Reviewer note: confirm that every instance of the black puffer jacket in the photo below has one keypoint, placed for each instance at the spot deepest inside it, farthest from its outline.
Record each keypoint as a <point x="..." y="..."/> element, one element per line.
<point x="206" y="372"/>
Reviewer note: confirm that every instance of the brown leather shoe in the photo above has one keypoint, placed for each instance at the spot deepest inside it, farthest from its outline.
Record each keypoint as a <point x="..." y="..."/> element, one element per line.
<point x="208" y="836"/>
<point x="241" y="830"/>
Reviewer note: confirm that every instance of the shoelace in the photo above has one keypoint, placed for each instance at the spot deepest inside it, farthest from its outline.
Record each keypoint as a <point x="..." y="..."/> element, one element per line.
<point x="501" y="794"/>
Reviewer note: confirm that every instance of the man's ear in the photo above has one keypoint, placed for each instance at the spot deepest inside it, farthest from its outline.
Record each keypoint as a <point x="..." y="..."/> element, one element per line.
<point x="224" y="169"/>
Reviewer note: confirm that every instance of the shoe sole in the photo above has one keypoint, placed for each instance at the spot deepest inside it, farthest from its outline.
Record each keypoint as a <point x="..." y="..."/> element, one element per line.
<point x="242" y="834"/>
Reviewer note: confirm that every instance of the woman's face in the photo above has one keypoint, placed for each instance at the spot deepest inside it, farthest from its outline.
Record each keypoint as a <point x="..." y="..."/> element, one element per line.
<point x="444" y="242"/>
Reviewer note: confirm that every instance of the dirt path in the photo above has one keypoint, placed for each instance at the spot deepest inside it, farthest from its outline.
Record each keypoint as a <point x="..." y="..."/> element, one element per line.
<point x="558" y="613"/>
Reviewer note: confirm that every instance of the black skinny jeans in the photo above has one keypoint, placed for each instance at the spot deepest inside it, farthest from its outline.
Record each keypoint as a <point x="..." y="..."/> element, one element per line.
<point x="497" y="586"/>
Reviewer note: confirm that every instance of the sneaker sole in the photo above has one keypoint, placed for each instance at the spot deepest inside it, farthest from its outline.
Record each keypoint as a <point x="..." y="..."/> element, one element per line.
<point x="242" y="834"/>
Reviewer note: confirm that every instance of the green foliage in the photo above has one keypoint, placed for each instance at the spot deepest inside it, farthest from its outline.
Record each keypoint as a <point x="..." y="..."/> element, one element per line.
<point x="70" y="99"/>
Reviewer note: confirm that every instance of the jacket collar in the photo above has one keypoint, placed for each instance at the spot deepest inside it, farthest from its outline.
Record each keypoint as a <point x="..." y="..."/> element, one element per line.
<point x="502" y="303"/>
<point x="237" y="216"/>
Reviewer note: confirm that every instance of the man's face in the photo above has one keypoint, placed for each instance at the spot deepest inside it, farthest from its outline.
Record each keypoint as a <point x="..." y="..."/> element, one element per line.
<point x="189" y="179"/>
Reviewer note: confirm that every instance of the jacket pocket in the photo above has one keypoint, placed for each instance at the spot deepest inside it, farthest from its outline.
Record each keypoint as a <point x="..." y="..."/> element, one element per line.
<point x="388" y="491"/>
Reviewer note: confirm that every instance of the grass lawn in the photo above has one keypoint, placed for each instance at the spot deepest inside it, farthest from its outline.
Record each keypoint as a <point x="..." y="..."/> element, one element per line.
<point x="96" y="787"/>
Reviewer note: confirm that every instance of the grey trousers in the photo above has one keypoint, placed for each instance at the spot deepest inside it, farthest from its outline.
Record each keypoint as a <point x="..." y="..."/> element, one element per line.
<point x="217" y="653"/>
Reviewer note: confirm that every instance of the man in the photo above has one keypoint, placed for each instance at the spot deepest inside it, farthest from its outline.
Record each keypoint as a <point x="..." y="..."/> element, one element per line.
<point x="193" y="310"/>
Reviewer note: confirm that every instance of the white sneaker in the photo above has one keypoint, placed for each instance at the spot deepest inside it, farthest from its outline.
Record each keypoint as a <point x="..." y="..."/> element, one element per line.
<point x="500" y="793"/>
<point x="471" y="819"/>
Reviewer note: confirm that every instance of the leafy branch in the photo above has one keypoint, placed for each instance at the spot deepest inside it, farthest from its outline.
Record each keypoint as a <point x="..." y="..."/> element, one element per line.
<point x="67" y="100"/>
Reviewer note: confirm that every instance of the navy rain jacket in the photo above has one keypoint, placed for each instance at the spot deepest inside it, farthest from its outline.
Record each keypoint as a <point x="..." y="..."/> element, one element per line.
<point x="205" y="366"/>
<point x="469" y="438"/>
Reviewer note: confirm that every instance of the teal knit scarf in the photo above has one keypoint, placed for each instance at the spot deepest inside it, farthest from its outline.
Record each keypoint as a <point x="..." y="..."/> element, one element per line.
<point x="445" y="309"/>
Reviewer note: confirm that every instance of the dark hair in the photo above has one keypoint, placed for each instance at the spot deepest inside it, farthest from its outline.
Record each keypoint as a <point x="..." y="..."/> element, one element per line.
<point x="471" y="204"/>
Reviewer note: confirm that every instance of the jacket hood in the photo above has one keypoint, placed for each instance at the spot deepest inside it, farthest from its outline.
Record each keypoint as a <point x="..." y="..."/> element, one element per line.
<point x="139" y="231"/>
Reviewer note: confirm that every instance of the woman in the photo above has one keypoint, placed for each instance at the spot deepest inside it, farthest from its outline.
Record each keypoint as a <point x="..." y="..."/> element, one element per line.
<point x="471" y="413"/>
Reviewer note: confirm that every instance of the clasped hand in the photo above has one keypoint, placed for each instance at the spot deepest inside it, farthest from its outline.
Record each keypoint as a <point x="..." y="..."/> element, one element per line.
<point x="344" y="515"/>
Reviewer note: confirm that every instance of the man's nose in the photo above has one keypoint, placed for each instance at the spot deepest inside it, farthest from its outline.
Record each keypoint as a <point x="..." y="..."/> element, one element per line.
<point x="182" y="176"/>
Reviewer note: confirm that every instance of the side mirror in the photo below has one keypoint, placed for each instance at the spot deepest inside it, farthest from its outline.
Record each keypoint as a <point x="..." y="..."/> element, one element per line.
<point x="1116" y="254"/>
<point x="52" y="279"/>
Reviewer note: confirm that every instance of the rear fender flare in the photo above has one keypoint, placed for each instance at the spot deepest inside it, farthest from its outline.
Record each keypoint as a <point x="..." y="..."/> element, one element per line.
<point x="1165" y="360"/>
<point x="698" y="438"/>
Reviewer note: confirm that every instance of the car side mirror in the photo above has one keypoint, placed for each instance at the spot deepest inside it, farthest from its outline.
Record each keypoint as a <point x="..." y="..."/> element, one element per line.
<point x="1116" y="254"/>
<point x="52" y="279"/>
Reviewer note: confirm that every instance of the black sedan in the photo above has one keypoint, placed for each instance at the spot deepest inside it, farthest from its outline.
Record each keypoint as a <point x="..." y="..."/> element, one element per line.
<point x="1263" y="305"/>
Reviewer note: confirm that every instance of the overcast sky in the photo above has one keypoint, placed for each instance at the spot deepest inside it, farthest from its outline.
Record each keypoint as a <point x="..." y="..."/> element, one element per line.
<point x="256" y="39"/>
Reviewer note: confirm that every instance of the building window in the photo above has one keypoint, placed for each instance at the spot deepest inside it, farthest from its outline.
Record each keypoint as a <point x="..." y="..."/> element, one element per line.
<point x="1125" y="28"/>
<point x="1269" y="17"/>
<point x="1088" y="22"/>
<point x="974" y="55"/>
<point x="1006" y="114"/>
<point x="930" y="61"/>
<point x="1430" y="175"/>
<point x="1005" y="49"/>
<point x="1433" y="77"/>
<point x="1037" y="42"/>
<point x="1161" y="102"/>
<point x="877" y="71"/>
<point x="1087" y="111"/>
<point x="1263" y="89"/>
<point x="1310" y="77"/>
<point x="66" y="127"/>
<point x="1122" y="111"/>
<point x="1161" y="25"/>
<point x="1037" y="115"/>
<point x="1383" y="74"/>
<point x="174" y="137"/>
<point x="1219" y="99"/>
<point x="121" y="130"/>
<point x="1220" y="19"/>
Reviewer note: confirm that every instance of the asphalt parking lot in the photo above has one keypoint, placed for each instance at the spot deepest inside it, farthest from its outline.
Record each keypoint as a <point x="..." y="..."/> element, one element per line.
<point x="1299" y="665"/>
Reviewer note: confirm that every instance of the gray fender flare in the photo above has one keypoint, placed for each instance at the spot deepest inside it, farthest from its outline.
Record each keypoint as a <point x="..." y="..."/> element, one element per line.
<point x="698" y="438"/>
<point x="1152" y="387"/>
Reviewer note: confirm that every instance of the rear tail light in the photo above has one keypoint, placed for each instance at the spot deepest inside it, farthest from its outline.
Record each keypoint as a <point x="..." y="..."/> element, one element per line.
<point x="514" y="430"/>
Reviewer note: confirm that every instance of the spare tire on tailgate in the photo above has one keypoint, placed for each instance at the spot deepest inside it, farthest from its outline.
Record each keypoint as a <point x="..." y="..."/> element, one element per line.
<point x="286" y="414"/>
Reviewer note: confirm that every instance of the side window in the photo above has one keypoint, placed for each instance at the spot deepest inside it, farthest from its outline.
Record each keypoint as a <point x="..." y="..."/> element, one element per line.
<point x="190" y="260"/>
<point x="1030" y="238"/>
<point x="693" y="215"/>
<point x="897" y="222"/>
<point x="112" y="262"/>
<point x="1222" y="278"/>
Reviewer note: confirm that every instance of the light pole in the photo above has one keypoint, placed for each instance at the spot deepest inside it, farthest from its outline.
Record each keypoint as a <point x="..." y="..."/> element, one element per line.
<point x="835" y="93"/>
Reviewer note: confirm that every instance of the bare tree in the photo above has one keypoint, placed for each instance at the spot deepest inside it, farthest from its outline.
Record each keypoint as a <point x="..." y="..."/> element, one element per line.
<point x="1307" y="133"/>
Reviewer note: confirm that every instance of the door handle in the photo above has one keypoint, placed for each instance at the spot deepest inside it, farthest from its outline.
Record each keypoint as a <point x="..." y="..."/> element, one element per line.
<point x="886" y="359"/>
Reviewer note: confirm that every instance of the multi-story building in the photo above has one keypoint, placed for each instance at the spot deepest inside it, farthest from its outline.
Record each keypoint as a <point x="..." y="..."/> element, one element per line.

----------

- _Exercise directions_
Repeat the lines from the one containing "Reviewer note: confirm that every instance of the multi-story" through the end of the items, swapping "keypoint" for "marker" and changing nothing else.

- _Result_
Reviewer note: confirm that every instance of the multi-story building in the photo above has one marker, placed for each instance at the spot deepest inside it, farthest from its outline.
Record each marker as a <point x="..." y="..."/> element, one element per line.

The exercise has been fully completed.